> [WRITTEN TASKS]:
1 – Rewrite the paragraph beginning "Section IV. Removal of Directors" from the bylaws excerpt below as a short bulleted list, keeping its main facts.
2 – In the bylaws excerpt below, how far in advance must notice of a special meeting of the Board of Directors be given?
─── SOURCE PASSAGE ───
Section III. Elections. If at any meeting of shareholders for election
of directors, there are to be elected directors of more than one class, separate
elections shall be held for the directors to be elected in each such class. In
all elections of directors each shareholder shall have the right to vote, in
person or by proxy, the number of shares owned by him and entitled to vote, for
as many persons as there are directors to be elected in such election, and for
whose election he has a right to vote, or he may cumulate such votes in such
election and give one candidate as many votes as the number of directors in the
class to be elected multiplied by the number of his shares shall equal; or he
may distribute them in such election on the same principle among as many
candidates and in such manner as he shall desire.
Section IV. Removal of Directors. The shareholders, at any meeting
thereof called expressly for the purpose, may remove any director or the entire
Board of Directors, with or without cause, by vote of the holders of a majority
of the shares entitled to vote at an election of directors. However, if less
than the entire Board is to be removed, no one of the directors may be removed
if the votes cast against his removal would be sufficient to elect him.
Section V. Meetings. After the annual meeting of shareholders, the
Secretary-Treasurer shall notify the directors-elect of their election and shall
notify all directors of the time at which they are required to meet at the
principal office of the Corporation for the purpose of organizing the new Board
and electing and appointing officers of the Corporation for the succeeding year.
Such meeting shall be held on the day of the election, or as soon thereafter as
practicable, and, in any event, within thirty days thereof. Regular meetings of
the Board of Directors shall be held, without notice, at the principal office of
the Corporation as the Board may, from time to time, designate. The Chairman of
the Board, the President or any three directors may call special meetings of the
Board of Directors. Each member of the Board of Directors shall be given notice
stating the time and place of such special meeting, by written notice thereof
mailed to each director, or by telegram or telephone, or in person. Notice of a
special meeting shall be given at least two days before the time of such
meeting. Except as otherwise provided by law, the notice of any such special
meeting need not specify the purpose of or the business to be transacted at the
special meeting.
─── INFORMATION SHOWN ───
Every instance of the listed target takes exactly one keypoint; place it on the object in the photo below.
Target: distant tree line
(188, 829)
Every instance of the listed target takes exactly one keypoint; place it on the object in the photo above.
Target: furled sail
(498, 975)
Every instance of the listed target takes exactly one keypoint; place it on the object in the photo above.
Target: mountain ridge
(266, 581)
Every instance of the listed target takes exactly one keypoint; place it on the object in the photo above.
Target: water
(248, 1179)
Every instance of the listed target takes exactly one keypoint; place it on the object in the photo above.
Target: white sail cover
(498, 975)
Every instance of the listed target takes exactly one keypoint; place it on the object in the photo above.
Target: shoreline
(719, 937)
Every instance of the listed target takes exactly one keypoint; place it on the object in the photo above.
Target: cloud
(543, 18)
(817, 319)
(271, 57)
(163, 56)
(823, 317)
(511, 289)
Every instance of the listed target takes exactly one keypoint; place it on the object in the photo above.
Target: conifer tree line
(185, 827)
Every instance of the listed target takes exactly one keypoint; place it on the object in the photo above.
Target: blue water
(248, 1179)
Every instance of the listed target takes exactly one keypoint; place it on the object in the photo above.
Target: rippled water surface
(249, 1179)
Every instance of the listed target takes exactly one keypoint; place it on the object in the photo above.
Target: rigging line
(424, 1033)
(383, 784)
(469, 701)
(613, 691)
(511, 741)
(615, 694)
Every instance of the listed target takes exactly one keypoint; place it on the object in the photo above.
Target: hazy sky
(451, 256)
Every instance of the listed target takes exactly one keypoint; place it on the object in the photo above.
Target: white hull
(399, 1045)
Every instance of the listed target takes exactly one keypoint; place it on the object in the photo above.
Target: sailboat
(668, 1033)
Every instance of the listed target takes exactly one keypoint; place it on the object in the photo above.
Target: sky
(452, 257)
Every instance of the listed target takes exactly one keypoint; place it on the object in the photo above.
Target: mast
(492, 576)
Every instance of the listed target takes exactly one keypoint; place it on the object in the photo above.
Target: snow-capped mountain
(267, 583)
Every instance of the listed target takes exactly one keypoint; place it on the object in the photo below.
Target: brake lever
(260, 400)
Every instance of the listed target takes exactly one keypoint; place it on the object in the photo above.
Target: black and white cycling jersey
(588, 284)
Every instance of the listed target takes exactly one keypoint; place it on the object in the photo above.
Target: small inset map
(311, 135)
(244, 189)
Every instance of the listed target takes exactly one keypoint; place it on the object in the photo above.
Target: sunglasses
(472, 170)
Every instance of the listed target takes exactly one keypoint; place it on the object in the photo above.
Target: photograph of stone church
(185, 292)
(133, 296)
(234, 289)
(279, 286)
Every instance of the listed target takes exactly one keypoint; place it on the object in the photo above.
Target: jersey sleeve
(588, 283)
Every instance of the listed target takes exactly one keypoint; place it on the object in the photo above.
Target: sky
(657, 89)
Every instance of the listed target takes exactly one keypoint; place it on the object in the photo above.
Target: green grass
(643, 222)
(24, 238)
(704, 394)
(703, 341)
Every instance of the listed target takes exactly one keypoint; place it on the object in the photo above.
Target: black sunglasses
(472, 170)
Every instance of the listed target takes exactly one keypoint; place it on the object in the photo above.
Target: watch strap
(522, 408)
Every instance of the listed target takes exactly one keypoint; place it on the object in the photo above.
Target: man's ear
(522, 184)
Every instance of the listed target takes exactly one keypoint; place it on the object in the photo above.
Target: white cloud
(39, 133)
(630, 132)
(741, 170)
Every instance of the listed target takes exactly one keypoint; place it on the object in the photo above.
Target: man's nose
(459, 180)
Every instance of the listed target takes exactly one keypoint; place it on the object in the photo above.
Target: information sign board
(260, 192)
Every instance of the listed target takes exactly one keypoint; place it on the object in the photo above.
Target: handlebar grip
───
> [TASK-BY-TASK ANSWERS]:
1 –
- Shareholders may remove any director or the entire Board of Directors, with or without cause, at a meeting called expressly for that purpose.
- Removal requires a vote of the holders of a majority of the shares entitled to vote at an election of directors.
- If less than the entire Board is being removed, a director cannot be removed if the votes cast against his removal would be enough to elect him.

2 – At least two days before the meeting.